**TEXTAUSZUG:**
::::::

Grundsteuer: „Das bisherige Modell ist veraltet und ungerecht”

Die Regierung muss nun die Grundsteuer reformieren, sagt Immobilienökonom Ralph Henger vom Institut der deutschen Wirtschaft. In manchen Städten könnten die Mieten steigen – die Politik habe es in der Hand. Das Bundesverfassungsgericht hat entschieden: Die Grundsteuer für 35 Millionen Grundstücke in Deutschland muss neu berechnet werden – und das in einer Zeit, in der Wohnraum in vielen Städten ohnehin schon knapp und teuer ist. Was bedeutet das Urteil für Mieter und Eigentümer?

Herr Henger, wird Wohnen in deutschen Großstädten jetzt noch teurer?

So pauschal lässt sich die Frage nicht beantworten. Für einzelne Mieter oder Wohnungseigentümer könnten die Belastungen stark steigen – zugleich aber könnten in der gleichen Stadt, nur zwei Straßen weiter, die Kosten für andere Grundstücke stark sinken. Alles hängt davon ab, was der Gesetzgeber jetzt aus dem Urteil macht.

::::::

**IHRE AUFGABE:** Für wie viele Grundstücke in Deutschland muss die Grundsteuer laut dem Textauszug neu berechnet werden? Die Datensätze stehen in keinem Zusammenhang mit dem Textauszug.

**ANGEZEIGTE INFORMATIONEN:**
::::::

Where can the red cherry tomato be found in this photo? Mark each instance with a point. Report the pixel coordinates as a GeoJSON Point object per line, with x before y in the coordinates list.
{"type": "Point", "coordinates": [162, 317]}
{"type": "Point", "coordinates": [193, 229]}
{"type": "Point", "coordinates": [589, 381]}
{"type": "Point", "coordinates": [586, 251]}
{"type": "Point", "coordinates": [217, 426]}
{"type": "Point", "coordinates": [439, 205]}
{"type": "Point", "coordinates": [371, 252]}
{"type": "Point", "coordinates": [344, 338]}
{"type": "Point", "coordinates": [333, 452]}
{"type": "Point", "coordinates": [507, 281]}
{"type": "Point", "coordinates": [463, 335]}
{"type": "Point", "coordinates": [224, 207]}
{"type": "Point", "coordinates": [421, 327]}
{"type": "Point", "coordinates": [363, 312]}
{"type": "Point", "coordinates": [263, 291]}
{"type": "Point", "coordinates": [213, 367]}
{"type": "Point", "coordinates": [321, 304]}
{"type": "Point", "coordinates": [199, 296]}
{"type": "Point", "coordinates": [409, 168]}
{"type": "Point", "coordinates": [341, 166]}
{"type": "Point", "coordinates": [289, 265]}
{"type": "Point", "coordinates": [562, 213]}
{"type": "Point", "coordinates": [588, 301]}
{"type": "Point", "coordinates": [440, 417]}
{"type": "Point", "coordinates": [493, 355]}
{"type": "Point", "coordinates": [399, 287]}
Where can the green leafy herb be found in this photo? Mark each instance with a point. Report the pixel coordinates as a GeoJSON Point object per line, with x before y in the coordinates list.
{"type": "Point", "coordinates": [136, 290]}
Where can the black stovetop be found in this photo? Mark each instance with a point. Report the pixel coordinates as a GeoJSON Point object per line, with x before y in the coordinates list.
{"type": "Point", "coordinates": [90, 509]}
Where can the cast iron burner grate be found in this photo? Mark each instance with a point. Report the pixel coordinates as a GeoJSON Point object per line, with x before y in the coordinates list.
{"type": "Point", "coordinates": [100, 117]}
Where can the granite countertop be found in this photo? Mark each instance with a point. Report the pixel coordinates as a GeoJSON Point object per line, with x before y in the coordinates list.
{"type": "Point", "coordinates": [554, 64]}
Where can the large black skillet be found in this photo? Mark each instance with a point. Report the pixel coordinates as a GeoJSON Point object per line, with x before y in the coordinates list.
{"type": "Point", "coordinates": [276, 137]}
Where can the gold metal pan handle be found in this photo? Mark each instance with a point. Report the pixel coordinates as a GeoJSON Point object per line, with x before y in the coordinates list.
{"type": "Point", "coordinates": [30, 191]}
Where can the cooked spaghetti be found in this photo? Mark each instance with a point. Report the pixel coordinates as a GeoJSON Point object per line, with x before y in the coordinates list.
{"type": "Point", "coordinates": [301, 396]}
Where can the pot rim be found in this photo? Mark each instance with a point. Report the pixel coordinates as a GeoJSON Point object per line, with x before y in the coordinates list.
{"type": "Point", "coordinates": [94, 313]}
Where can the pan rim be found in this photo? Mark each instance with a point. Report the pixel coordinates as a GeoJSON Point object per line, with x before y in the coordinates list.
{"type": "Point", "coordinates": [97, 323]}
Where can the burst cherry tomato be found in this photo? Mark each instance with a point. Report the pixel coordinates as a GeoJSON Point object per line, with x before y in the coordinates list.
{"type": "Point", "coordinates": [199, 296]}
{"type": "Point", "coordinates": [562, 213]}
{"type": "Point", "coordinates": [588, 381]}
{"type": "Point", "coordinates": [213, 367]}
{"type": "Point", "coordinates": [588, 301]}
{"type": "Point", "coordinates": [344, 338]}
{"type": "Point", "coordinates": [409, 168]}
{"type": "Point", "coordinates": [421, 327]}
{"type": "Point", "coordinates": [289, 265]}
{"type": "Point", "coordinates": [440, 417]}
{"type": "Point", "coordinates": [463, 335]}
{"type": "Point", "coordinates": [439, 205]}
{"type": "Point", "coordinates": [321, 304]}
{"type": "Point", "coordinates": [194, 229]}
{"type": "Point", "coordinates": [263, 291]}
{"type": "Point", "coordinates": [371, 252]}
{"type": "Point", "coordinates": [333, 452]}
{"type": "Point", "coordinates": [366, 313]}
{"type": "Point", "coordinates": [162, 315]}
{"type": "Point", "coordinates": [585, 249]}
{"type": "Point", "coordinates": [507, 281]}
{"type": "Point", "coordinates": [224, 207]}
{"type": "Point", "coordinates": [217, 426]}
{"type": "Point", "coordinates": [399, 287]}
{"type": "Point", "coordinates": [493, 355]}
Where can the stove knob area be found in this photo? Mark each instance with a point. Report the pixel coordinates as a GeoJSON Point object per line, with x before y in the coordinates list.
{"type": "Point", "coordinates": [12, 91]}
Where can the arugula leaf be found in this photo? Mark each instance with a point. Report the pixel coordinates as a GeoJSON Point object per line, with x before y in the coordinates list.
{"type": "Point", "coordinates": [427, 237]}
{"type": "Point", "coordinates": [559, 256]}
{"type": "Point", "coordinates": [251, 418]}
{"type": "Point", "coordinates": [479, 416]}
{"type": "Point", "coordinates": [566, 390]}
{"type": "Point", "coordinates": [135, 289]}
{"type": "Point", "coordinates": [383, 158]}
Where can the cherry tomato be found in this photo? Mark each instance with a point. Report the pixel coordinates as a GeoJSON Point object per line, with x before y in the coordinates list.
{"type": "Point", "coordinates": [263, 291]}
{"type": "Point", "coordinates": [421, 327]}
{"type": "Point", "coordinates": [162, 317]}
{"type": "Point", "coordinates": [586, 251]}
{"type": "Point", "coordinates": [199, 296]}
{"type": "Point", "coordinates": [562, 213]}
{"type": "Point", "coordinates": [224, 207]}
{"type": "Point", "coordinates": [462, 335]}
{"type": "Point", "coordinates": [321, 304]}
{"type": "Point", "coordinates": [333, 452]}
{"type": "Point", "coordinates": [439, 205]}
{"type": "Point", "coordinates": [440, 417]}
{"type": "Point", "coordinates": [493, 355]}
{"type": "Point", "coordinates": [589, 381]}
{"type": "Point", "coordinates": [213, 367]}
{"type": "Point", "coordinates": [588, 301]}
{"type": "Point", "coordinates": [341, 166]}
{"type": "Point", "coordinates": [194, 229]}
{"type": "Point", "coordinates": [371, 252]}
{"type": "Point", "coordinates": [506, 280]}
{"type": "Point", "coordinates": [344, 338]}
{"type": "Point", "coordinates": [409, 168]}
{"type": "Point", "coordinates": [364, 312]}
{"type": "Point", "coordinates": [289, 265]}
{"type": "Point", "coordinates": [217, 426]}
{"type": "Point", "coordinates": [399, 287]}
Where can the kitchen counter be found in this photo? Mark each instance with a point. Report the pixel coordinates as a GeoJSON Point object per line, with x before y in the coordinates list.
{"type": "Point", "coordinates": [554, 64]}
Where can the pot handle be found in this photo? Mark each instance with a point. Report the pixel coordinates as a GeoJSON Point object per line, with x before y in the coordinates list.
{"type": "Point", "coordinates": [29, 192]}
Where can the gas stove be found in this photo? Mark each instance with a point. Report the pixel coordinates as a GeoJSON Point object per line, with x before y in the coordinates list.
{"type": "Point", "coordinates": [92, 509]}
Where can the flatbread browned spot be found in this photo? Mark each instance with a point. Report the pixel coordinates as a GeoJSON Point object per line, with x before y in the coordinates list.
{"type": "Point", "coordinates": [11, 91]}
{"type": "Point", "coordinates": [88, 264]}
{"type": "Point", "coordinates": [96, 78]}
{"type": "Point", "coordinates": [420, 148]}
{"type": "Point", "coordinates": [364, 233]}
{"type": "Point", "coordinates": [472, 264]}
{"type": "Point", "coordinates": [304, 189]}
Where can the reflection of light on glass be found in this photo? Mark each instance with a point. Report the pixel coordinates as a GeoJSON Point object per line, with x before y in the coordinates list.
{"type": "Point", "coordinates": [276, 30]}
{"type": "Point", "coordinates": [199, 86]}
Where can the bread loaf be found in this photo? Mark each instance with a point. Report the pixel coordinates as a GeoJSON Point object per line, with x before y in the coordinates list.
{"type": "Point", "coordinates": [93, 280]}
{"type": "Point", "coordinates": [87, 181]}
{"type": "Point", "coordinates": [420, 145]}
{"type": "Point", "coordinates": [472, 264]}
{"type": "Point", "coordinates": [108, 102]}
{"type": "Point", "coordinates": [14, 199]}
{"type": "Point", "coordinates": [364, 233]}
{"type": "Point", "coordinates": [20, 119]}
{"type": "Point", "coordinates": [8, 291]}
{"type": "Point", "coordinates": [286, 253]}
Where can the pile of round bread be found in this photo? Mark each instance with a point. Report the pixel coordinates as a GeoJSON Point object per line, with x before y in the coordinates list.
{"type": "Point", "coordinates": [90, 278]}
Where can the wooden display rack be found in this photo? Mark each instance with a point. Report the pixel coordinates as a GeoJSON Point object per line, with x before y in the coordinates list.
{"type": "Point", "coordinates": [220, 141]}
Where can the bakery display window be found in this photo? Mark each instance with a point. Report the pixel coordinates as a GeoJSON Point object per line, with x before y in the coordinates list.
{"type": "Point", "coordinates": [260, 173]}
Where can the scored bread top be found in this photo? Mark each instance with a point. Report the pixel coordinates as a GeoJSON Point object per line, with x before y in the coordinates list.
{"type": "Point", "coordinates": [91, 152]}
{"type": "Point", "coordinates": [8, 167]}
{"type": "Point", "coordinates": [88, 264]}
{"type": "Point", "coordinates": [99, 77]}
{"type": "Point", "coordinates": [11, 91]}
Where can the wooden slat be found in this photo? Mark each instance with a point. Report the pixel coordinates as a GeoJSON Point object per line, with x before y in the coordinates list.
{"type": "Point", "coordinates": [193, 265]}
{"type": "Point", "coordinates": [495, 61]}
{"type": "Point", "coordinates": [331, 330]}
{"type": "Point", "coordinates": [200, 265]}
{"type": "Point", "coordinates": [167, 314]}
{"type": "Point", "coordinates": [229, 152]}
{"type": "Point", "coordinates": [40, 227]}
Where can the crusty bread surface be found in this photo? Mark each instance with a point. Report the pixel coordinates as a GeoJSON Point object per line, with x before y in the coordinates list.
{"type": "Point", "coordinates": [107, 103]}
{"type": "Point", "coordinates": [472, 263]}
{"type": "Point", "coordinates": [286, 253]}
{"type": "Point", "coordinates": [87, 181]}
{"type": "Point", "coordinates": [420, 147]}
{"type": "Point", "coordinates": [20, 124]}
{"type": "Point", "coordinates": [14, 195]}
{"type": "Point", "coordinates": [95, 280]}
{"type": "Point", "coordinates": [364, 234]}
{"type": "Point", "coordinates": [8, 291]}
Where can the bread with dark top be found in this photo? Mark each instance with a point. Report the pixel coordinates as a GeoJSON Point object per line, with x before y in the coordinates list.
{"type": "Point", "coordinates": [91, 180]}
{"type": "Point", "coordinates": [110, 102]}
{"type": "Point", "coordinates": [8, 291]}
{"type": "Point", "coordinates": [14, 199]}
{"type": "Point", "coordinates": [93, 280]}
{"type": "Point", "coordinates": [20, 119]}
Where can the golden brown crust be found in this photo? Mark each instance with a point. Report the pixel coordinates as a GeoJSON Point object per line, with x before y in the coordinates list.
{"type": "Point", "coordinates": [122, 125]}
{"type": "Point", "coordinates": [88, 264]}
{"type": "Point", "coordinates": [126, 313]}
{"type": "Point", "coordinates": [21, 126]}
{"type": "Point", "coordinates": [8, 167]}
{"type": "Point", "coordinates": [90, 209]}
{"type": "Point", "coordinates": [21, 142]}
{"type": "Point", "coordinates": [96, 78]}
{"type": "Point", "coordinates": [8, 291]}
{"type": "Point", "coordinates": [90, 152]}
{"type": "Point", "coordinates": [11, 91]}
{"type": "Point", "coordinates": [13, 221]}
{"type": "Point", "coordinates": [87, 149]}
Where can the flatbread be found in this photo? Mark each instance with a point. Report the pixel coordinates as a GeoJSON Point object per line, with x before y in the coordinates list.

::::::

**SCHRIFTLICHE ANTWORT:** Für 35 Millionen Grundstücke.